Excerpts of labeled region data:
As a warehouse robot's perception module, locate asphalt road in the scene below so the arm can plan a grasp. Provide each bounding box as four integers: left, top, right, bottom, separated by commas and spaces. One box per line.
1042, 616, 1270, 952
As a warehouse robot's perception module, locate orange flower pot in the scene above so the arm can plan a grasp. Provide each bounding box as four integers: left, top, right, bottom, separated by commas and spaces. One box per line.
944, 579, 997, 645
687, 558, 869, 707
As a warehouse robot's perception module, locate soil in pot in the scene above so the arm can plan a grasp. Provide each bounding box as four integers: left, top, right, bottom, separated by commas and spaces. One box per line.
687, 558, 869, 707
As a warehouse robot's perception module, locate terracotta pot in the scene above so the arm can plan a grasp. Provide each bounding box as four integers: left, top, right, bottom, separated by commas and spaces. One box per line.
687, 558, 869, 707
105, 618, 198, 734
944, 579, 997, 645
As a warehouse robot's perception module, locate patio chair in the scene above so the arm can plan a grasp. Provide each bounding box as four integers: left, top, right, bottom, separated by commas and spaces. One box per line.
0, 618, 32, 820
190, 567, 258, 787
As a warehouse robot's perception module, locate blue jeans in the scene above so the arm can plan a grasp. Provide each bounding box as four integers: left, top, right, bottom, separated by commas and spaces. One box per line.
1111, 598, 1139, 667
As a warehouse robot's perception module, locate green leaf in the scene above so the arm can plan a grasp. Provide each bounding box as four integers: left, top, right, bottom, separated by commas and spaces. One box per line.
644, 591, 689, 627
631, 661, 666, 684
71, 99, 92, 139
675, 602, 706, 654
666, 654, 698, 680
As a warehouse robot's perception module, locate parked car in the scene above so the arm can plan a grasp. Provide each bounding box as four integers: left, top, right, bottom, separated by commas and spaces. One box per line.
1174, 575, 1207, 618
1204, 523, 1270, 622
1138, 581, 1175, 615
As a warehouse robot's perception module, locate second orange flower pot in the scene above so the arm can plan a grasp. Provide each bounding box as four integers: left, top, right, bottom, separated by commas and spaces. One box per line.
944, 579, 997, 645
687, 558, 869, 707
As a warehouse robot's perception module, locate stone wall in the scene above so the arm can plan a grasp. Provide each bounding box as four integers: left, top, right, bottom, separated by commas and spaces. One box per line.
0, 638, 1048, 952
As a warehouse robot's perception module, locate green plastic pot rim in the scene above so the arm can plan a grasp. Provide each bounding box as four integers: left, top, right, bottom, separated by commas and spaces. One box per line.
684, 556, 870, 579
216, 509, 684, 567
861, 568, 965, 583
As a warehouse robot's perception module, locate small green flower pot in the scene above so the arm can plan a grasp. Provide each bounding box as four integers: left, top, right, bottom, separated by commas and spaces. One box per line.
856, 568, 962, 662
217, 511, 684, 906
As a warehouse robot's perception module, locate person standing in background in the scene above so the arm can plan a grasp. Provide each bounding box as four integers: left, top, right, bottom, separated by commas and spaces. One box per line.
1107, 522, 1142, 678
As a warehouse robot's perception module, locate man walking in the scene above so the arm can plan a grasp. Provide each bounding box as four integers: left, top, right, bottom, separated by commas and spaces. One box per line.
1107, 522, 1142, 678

* [TASK DETAILS]:
Swap each occurrence of "the arm" in the records above for "the gripper", and give all the records again with nothing else changed.

* [EXERCISE RESPONSE]:
As a warehouse robot's perception module, locate asphalt road in the scene below so the gripper can plan a grasp. Provide each bounding box as four integers: left, top, right, bottom, separated by commas and spaces. One box per line.
1042, 616, 1270, 952
As a warehouse robot's perception module, locate orange flower pot in the scene above so the gripper can plan a grasp. Provide each bounding box as four integers: left, top, right, bottom, separated by commas and spaces. One box per line.
944, 579, 997, 645
687, 558, 869, 707
As a warehouse robot's perception module, locate soil in pot in the scene above so the gripper can plan a grasp. Provide each bounding box as four integers: left, top, right, bottom, separated by commas and spaces. One box per line.
687, 558, 869, 707
As a warehouse robot's perception module, locate terracotta pot in the scene above so the gripper can plan a grasp. Provide each bounding box as four integers: left, top, right, bottom, separated by commas and spaces. One box per line.
687, 558, 869, 707
105, 618, 198, 734
944, 579, 997, 645
As a warehouse robot's perception module, locate patio chair in the scene above so the gripper can plan a grasp. Provide each bounding box as four integers: left, top, right, bottom, separated by commas and spaces. One box per line.
0, 618, 32, 820
190, 567, 258, 787
As a warehouse robot's perception module, locate blue jeans in the scene above so the gripper can plan a grasp. Provide each bounding box as four integers: left, top, right, bottom, separated by commas and spaces. One box per line.
1111, 598, 1139, 667
As a warehouse robot's perception module, locate green leaf in the scene above so the gripper can plan a grasp. Provide each bounding box as four integers: left, top, right, bottom, separated by commas and spaces. One box per line.
644, 591, 689, 627
631, 661, 666, 684
71, 99, 92, 139
675, 602, 706, 654
666, 654, 698, 680
As a warehouse robot's perception module, locate parked car in the scene above so the gripper can plan a grasp. Provide each bounding box as four integers: left, top, right, bottom, separated by commas and spaces. One box per line.
1174, 575, 1207, 618
1204, 523, 1270, 622
1138, 581, 1175, 615
As a warehouse robot's perception module, locate second orange flower pot in the scene above so the gripper can plan a grasp. Provide each bounding box as four integers: left, top, right, bottom, separated by commas and spaces. One box per line.
944, 579, 997, 645
687, 558, 869, 707
As a warehouse robot's perception module, locate stone wall in the scene above so the gripper can plan a grasp. Provide each bounding box as four integers: left, top, right, bottom, separated by commas and spaces. One box per line.
0, 638, 1048, 952
As a warehouse robot's perception module, locate green plastic pot rim in the scene above so the gripper can plan a grasp. Provide each bounding box as four integers: left, top, right, bottom, separated by commas and spaces. One box per line.
684, 556, 870, 579
216, 509, 684, 567
861, 568, 965, 583
As a warehouse robot's perception module, locate small green flower pot in the scene above so the gripper can plan a grasp. Provide each bounding box as four integers: left, top, right, bottom, separated by commas and spaces. One box per line.
856, 568, 962, 662
217, 511, 684, 906
As a warehouse robot's perception module, locate person standing in background in the scene above so the gripper can plan a grasp. Provide each bounding box as four integers: left, top, right, bottom, separated by commas and spaces. One box per line.
1107, 522, 1142, 678
As a warehouse robot's perception module, locate man walking in the scene above so the gripper can plan a grasp. Provide each bounding box as four integers: left, top, right, bottom, separated by commas and spaces. One box per line.
1107, 522, 1142, 678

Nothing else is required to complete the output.